Extract »
Segment Open
Bipartisan tax reform plan introduced by new Senate Finance Chair
INSIGHT ARTICLE |
With new leadership coming to the Senate Finance Committee this year (and to the House Ways and Means Committee after 2014), what can we anticipate in the way of tax reform? One way to anticipate the future is to review the bipartisan tax reform plan introduced by the incoming Senate Chair, Senator Ron Wyden (D. Ore.), and Representative Dan Coats (R. Ind.), a leading voice on the Ways and Means Committee. The main theme of the Wyden-Coats bill is tax simplification, accomplished by reducing the number of deductions, credits, and preferences and providing for lower income tax rates.
For individuals the bill would provide for only three rates (above the zero rate for those with the lowest incomes)–15 percent, 25 percent and 35 percent. The alternative minimum tax (AMT) would be eliminated. In addition, middle class and low-income taxpayers would benefit from a tripling of the standard deduction.
The tax reform plan would treat all capital gains and dividends, including qualified dividends, as ordinary income, but would offer a 35 percent exclusion for capital gains. In effect, the top tax rate for capital gains would be 65 percent x 35 percent, or 22.75 percent. Under the tax plan, only mortgage interest and charitable contributions would remain as deductions, and deductions for state and local income taxes and real estate taxes, medical expenses, and miscellaneous itemized deductions would be eliminated. The plan would begin to treat the value of employee fringe benefits, such as deferred compensation, as taxable income. Senator Wyden hopes that these changes would result in a simple one-page tax return for most individuals, and a sample individual return is featured on Senator Wyden’s website.
In addition, the plan calls for changes to the corporate income tax. Tax incentives for small business investments would be increased by allowing expensing of all investments in depreciable property for businesses with up to $1 million of annual gross receipts. In addition, there would be only a single corporate income tax rate of 24 percent and no AMT for corporations. This is intended to put the United States in a better competitive position relative to countries such as France, Canada and Germany.
In order to pay for the reduction of the corporate tax rate to 24 percent and the elimination of the corporate AMT, the Wyden-Coats bill would limit the interest-paid deduction for corporations, repeal accelerated depreciation and change certain inventory rules. It would also eliminate the indefinite tax deferral currently allowed for foreign corporate earnings and change the computation of the foreign tax credit. In addition, the bill would increase taxes on oil and gas companies by eliminating tax preferences for intangible drilling costs and similar items. Finally, the bill would also eliminate special incentives like the domestic manufacturing deduction, research credits, low-income housing credits and wind energy product credits.
Segment Closed
Problem 1 » In the article, what single corporate income tax rate would the Wyden-Coats bill set?
Problem 2 » Reproduce the article word for word, from "The tax reform" to "Senator Wyden’s website.".
The material is separate from the article and not drawn from it.

Data extract »
Segment Open
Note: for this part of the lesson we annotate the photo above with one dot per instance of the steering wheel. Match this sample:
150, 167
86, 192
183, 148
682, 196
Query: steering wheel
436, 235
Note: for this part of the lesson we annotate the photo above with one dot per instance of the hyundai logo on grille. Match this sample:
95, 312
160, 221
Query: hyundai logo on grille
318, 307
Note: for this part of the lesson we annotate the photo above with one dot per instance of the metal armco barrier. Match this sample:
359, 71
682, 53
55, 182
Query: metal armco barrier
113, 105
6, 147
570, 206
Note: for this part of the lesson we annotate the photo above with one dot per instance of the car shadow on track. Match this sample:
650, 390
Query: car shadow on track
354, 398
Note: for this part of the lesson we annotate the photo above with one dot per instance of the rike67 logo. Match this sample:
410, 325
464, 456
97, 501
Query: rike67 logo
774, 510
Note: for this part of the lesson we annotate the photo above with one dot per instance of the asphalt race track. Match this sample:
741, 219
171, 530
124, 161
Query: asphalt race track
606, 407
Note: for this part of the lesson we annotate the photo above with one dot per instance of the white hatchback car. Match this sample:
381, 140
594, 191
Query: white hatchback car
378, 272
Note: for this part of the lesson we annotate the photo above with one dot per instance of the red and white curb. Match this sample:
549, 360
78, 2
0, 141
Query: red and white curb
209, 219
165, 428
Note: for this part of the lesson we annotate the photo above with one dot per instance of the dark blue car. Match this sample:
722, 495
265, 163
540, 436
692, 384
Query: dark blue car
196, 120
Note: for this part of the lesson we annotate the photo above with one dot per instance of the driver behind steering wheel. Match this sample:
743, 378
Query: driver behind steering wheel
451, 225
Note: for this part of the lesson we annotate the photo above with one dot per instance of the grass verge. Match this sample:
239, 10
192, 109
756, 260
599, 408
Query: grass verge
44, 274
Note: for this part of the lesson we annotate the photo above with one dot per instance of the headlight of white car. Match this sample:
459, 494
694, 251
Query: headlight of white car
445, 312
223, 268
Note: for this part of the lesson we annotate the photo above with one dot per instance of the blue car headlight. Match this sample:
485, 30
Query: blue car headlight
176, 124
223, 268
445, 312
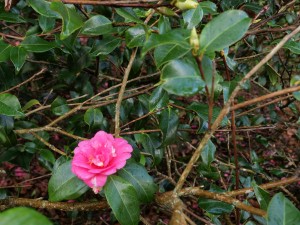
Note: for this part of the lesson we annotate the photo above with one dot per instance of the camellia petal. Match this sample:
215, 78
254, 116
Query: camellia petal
99, 157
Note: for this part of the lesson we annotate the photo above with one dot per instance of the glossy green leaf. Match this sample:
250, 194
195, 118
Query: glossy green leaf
175, 37
7, 122
10, 105
281, 211
135, 36
208, 153
215, 207
152, 145
228, 87
46, 23
273, 75
193, 17
93, 117
59, 106
158, 99
64, 185
47, 155
11, 18
143, 183
262, 196
105, 46
181, 78
224, 30
18, 56
129, 15
36, 44
71, 20
31, 103
166, 53
293, 46
23, 216
123, 200
97, 25
4, 51
208, 7
168, 123
202, 111
43, 7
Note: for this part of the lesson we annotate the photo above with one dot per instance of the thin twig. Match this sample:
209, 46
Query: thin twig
52, 147
26, 81
121, 92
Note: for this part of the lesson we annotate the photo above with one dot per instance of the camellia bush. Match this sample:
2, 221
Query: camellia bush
149, 112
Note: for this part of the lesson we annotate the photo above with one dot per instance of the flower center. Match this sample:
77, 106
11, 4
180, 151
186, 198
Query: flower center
97, 161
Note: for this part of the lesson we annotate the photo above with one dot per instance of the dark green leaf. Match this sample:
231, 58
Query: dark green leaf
224, 30
11, 18
93, 117
105, 46
181, 78
10, 105
128, 14
262, 196
36, 44
59, 106
31, 103
135, 36
175, 37
23, 216
273, 75
158, 99
228, 87
193, 17
202, 111
208, 153
4, 51
293, 46
18, 57
123, 200
7, 122
43, 7
215, 207
208, 7
143, 183
97, 25
151, 144
168, 123
71, 20
46, 23
64, 185
166, 53
281, 211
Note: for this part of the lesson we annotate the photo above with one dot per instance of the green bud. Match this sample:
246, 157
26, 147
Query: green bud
194, 41
166, 11
185, 5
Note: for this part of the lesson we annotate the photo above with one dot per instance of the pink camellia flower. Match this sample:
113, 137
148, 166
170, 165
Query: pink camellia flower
99, 157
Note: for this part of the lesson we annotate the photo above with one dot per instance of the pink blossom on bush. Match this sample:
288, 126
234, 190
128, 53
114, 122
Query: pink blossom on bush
95, 159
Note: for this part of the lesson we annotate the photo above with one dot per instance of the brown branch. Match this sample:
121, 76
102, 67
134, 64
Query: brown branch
64, 206
251, 32
275, 184
132, 3
52, 147
121, 92
226, 109
26, 81
264, 105
264, 97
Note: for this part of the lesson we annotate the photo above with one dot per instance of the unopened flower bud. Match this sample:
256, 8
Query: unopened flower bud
166, 11
185, 5
194, 41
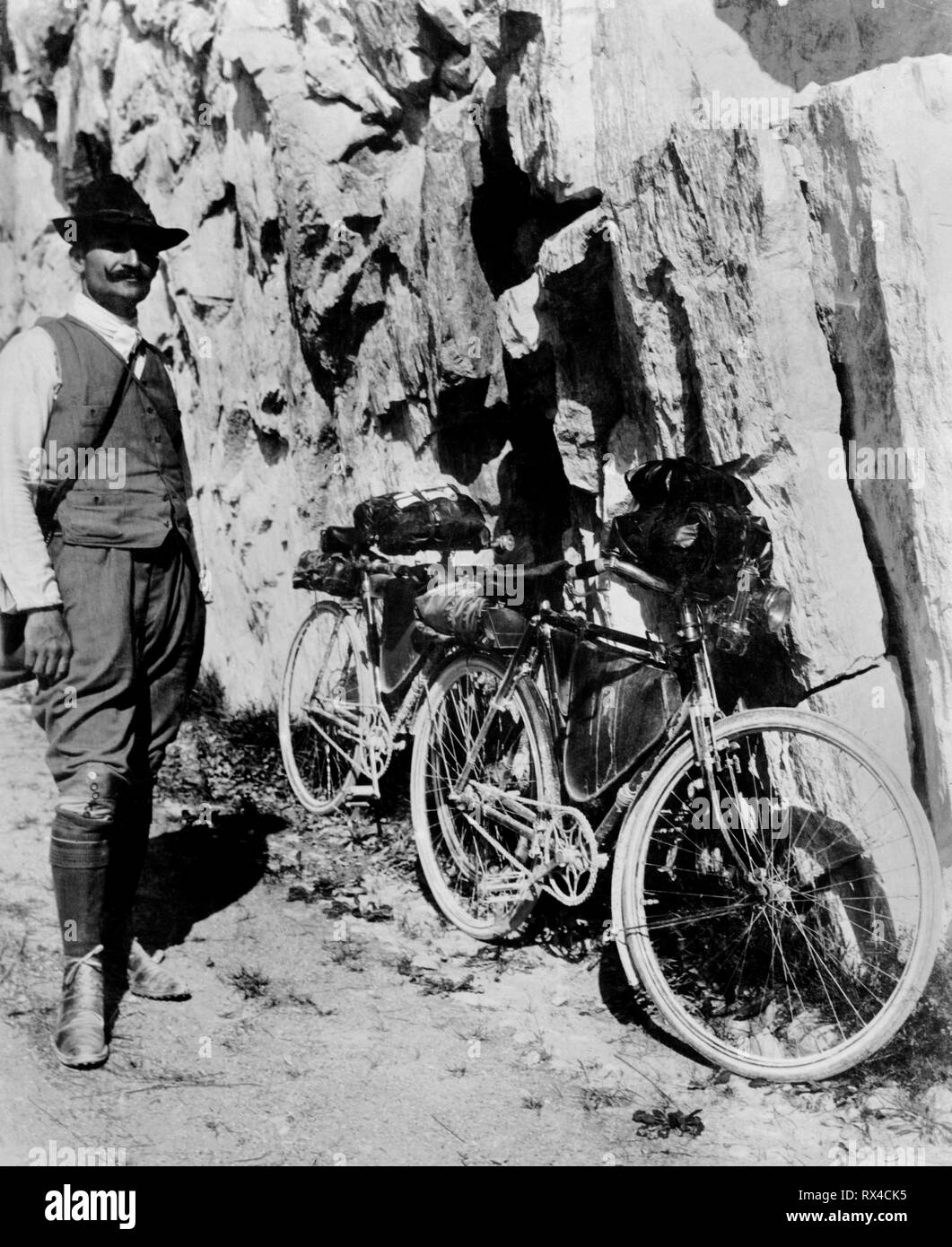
Segment Closed
Task response 1 » 24 percent

Task response 2 »
The tax reform plan would treat all capital gains and dividends, including qualified dividends, as ordinary income, but would offer a 35 percent exclusion for capital gains. In effect, the top tax rate for capital gains would be 65 percent x 35 percent, or 22.75 percent. Under the tax plan, only mortgage interest and charitable contributions would remain as deductions, and deductions for state and local income taxes and real estate taxes, medical expenses, and miscellaneous itemized deductions would be eliminated. The plan would begin to treat the value of employee fringe benefits, such as deferred compensation, as taxable income. Senator Wyden hopes that these changes would result in a simple one-page tax return for most individuals, and a sample individual return is featured on Senator Wyden’s website.